What you will do: Scan the entries for the string "trace" and give the number of lines that have it, nothing further.
Material for the task Block Start
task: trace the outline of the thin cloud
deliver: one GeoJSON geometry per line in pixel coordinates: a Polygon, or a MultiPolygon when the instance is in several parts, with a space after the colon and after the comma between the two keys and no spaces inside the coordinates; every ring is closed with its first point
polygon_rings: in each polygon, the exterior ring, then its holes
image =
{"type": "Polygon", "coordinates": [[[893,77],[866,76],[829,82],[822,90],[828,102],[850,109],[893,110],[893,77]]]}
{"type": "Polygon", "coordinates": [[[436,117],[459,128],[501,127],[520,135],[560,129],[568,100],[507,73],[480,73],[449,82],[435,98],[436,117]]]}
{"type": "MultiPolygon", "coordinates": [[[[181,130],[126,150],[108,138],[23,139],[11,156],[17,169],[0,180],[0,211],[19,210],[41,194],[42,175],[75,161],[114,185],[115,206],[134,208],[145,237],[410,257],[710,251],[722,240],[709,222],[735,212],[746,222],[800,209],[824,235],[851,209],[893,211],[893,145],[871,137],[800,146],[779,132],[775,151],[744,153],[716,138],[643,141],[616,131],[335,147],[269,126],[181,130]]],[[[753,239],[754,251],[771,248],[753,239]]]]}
Material for the task Block End
Material for the task Block Start
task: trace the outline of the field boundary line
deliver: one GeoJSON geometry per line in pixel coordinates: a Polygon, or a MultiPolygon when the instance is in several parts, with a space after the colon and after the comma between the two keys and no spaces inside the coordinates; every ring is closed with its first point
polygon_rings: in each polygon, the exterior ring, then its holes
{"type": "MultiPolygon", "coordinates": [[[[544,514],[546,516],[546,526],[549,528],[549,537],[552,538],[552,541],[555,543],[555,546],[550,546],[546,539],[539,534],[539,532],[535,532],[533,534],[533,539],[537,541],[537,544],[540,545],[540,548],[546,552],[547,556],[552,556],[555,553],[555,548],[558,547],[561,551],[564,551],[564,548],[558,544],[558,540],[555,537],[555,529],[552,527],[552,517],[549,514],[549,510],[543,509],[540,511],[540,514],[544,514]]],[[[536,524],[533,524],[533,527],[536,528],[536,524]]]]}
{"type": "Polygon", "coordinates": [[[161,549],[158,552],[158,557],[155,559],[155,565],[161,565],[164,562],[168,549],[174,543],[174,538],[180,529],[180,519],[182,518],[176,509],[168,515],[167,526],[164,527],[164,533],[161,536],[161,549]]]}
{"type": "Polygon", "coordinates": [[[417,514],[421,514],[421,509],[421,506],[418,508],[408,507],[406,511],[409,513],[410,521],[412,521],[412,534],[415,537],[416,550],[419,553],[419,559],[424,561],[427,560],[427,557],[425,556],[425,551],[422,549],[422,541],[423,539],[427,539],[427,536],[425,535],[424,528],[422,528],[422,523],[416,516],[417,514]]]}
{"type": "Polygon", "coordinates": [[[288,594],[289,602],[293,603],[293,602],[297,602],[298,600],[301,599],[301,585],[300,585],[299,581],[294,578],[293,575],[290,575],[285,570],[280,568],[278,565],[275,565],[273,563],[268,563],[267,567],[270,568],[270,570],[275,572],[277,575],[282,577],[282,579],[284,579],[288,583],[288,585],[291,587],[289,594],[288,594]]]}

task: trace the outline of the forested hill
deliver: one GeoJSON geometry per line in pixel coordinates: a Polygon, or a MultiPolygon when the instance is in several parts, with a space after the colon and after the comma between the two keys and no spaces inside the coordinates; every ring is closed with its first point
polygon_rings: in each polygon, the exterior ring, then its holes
Material for the task Block End
Task answer: 3